◆ Text excerpt
BEGIN
From the End to the Beginning
Okay, I need to take a break from editing/assembling the galley for They Came in Peace…If it weren’t for writer’s block, days of crippling self-doubt, the frustrated rage of having to start a chapter/project over from scratch because It Just Wasn’t Working, or eliminating a beloved character because They Are Superfluous, I’d say editing is the worst part of writing.
So, thematically I should be putting this under “Writing Advice,” but the Acolytes aren’t there, yet; they’re still waiting on the first lesson. You see, I really want to talk today about a strange experience I’ve had today, while editing.
The best way to describe it, is I was reading a book backwards, but knowing both what has happened and what will happen…and several times this morning I found myself unable to distinguish the book’s past from its future, because I knew both.
So, clarification and context. My editor taught me that one of the best ways to edit a book (when not working with an editor) is to work with an editor. Failing that, edit the book in a series of passes: Front-to-Back, Asynchronously, and finally Back-to-Front as you assemble your final draft. Work chapter by chapter each time, keeping the chapter completely in its own context and not in the context of the overall story.
In other words, do everything you can to detach yourself from the story.
Now, I have TWO different edges when it comes to putting together the re-edited author’s edition: I already put in all the hard work for the first edition of They Came in Peace. First and foremost: Most of what I have to do now is just polishing up a few rough edges, and adding a few necessary details to give the story a little more cohesion.
The second edge I have is this: I have, in one form or another, lived and breathed this story for more than a decade. The initial launch failed because it got killed by the COVID crisis; it never had the chance to get any traction and get read. Ever since, until I decided to relaunch it a couple of years back (the re-editing has taken a hot minute) I’ve been unable to write, unable to invest creative energy into anything. I even read and reread the complete book on my Kindle app…and don’t get me wrong, I’ve been told by my editor, my publisher, the few people who bought it and got back to me after reading, they all tell me what a great, thought-provoking story it is. The thing is, I am SICK of it.
Ten years is a long time to go over a book that started with passionate inspiration and creative urgency which gradually turned into the cubicle-farm like feeling of rote that comes from making pass after pass after pass of the story to ensure that it is fully polished, as absolutely perfect and readable as possible. So after all that time, do I feel that what I wrote is as fantastic as everyone who’s read They Came in Peace say it is?
Maybe; probably. I am fed up of the damn thing. I’m tired of it. I’ve turned it into a career project, and at this point honestly, I feel like I want to be done, put it out there, and finally, hopefully, see some return on all the work I’ve done. I’ve done a lot to create the best possible work I could; at this point I feel like I’ve been cooking, tasting, cooking, tasting, cooking, tasting all day and no longer want to have the big meal I’ve spent the day preparing.
END
◆ Data extracts
BEGIN
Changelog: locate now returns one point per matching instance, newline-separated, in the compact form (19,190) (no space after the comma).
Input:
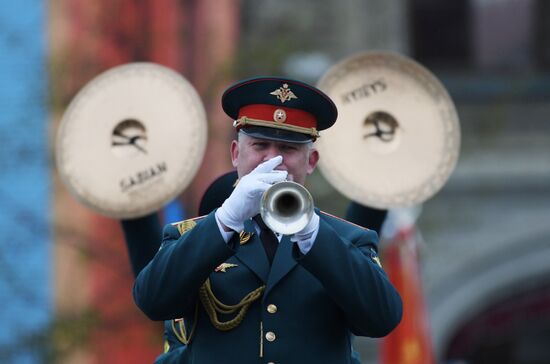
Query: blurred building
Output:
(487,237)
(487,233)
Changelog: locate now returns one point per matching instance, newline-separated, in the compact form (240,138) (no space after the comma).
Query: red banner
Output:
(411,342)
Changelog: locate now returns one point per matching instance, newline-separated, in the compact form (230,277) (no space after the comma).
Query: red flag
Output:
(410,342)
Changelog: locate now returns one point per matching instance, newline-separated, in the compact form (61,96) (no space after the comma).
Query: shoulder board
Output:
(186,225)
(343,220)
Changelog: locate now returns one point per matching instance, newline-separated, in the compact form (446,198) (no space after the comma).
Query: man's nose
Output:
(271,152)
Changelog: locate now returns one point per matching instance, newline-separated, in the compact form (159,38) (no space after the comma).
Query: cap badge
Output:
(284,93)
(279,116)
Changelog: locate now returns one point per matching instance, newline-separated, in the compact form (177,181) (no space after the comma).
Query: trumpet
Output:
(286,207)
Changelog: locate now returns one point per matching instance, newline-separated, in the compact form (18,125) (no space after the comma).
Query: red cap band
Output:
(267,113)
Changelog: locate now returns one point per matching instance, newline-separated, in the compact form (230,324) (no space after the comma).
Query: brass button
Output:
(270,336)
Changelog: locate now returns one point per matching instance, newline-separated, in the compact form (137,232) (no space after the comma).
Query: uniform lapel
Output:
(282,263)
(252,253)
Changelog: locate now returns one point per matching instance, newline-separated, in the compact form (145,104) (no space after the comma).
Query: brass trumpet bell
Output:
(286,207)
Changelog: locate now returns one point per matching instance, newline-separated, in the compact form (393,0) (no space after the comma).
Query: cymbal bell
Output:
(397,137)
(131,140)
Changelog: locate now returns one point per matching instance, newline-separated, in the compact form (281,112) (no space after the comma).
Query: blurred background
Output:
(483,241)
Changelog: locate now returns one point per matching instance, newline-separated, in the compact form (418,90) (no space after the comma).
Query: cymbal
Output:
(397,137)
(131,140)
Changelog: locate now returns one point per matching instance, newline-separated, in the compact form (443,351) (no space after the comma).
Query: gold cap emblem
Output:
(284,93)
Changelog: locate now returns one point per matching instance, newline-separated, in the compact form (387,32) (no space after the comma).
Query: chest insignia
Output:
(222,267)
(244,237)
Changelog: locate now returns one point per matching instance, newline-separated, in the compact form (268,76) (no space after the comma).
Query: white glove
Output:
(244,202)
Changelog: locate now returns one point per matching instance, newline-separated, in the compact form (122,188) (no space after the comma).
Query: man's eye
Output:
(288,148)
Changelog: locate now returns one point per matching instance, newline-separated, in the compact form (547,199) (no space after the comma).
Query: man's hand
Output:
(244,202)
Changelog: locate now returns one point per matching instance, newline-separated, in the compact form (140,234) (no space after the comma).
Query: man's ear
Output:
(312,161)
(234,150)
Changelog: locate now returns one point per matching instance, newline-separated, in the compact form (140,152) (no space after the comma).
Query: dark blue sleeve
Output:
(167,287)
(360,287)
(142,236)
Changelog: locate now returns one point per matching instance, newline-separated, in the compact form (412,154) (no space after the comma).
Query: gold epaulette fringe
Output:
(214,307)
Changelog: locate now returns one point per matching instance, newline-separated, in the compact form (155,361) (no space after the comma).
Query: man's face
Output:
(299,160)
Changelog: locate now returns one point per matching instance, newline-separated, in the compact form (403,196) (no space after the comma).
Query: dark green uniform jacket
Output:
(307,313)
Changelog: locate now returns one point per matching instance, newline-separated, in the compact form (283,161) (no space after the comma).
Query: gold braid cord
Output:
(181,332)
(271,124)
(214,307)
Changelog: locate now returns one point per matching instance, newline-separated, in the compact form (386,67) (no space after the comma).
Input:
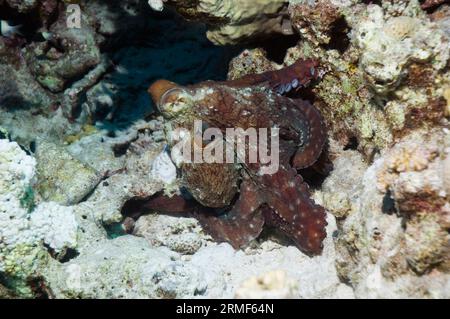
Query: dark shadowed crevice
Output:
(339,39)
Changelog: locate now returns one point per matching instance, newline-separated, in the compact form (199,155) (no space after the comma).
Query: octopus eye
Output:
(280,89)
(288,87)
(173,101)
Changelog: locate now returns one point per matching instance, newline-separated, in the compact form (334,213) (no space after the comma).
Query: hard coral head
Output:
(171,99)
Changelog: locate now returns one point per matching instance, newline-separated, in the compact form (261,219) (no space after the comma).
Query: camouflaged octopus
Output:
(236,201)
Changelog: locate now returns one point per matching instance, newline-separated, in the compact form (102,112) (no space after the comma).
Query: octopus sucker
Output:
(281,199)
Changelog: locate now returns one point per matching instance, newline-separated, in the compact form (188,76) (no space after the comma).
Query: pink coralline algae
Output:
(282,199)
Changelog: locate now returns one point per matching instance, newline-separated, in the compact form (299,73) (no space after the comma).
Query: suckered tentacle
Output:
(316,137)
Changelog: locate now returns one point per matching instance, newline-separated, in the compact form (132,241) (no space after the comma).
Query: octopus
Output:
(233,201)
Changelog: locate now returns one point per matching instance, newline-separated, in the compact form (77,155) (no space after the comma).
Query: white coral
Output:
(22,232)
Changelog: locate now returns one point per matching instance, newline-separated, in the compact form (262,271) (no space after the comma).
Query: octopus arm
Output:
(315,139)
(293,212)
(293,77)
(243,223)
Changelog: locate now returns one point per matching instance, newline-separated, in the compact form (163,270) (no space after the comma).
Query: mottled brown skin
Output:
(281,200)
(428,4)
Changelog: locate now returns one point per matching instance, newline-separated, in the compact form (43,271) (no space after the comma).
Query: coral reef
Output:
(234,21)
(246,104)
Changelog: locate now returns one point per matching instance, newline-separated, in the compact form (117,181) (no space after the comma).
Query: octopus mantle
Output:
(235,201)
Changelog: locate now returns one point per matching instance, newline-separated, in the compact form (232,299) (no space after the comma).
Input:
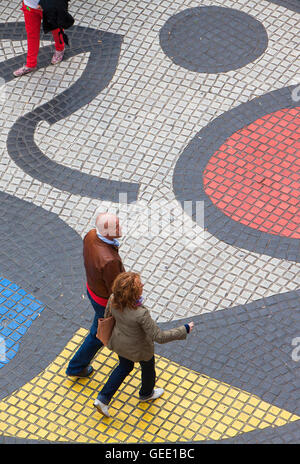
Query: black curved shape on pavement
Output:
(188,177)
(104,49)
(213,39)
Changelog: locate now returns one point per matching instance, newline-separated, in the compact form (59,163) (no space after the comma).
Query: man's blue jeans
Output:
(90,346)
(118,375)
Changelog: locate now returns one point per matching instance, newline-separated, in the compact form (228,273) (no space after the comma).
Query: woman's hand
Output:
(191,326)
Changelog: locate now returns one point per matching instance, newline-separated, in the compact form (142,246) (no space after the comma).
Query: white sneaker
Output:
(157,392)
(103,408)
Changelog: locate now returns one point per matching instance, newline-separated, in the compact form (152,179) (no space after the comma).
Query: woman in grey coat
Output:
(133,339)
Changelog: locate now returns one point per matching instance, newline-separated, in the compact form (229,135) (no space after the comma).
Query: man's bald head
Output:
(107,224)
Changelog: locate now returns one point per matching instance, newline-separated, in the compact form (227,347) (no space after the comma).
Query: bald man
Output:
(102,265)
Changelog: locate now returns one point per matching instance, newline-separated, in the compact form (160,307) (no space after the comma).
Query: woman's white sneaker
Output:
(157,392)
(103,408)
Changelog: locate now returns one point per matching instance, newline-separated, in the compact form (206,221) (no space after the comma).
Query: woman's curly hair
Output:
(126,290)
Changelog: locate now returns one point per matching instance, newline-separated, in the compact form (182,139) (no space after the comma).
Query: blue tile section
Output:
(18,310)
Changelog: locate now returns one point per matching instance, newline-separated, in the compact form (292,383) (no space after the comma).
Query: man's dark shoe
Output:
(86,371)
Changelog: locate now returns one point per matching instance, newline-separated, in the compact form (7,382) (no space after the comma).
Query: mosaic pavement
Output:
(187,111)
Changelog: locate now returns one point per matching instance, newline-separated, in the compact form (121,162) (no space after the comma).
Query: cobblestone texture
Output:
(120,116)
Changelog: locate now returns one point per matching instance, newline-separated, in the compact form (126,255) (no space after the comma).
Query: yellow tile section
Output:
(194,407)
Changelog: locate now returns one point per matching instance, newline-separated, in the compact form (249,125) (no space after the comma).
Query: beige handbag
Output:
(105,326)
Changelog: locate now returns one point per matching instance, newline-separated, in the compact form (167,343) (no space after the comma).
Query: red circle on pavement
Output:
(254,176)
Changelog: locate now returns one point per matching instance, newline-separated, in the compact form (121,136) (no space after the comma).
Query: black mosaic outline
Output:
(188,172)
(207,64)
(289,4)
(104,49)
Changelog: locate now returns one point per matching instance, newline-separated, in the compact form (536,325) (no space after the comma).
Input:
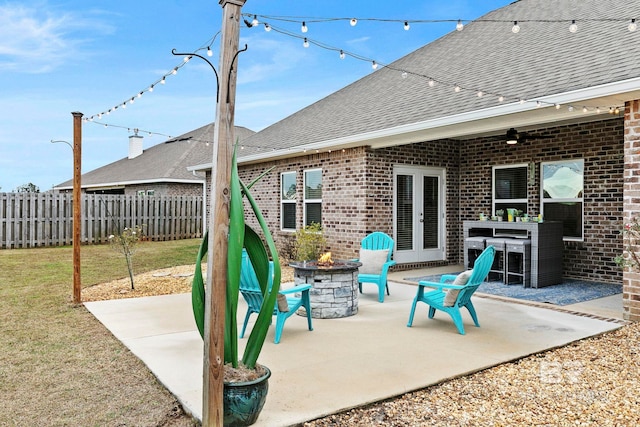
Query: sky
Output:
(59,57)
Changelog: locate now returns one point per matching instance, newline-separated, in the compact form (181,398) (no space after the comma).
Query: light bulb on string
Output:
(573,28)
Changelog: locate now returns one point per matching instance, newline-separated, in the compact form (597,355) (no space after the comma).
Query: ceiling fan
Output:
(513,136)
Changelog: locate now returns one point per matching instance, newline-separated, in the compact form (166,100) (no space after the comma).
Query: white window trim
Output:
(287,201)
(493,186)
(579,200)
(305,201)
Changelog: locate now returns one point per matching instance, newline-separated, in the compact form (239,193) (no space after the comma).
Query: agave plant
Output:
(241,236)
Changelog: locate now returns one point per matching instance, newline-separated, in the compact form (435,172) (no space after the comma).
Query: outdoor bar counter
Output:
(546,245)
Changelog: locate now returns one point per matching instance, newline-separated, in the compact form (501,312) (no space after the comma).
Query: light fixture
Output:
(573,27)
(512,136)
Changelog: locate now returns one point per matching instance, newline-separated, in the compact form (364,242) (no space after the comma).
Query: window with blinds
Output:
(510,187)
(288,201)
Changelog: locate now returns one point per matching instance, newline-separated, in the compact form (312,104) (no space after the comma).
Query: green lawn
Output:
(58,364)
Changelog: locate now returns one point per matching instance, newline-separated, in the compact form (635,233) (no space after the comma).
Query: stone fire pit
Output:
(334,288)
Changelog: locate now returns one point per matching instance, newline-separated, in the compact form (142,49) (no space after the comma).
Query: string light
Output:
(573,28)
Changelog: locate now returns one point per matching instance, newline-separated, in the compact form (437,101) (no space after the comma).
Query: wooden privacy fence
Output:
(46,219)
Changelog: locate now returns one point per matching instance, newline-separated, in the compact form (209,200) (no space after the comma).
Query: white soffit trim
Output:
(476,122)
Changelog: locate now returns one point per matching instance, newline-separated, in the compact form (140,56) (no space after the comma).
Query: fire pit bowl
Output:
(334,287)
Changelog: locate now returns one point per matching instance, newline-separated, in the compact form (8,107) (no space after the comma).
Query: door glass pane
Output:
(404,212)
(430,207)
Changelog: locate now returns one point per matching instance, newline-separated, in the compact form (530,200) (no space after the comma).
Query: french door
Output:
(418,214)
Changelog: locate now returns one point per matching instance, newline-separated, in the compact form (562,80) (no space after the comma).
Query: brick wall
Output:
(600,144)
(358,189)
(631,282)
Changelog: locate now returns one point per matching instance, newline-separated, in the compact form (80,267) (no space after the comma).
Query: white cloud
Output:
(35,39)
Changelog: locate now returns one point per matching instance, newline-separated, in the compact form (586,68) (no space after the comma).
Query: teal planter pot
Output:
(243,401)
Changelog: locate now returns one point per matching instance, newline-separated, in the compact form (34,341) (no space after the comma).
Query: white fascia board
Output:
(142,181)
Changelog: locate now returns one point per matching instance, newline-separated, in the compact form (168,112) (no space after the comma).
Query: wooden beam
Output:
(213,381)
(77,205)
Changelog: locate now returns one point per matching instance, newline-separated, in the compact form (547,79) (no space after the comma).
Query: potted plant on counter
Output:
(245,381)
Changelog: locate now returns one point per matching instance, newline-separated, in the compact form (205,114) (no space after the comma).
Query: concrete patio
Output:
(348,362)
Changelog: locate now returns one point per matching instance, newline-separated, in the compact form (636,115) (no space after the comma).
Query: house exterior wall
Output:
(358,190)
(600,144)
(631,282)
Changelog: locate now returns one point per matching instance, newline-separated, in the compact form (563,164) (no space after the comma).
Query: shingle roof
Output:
END
◆ Exercise objective
Answer these questions using the post about editing They Came in Peace:
(a) What three passes does the editor recommend for editing a book?
(b) What killed the book's initial launch?
(c) For how long has the writer lived with this story?
The material was taken from a different source than the text.

◆ Response below
(a) Front-to-Back, Asynchronously, and finally Back-to-Front.
(b) The COVID crisis.
(c) More than a decade.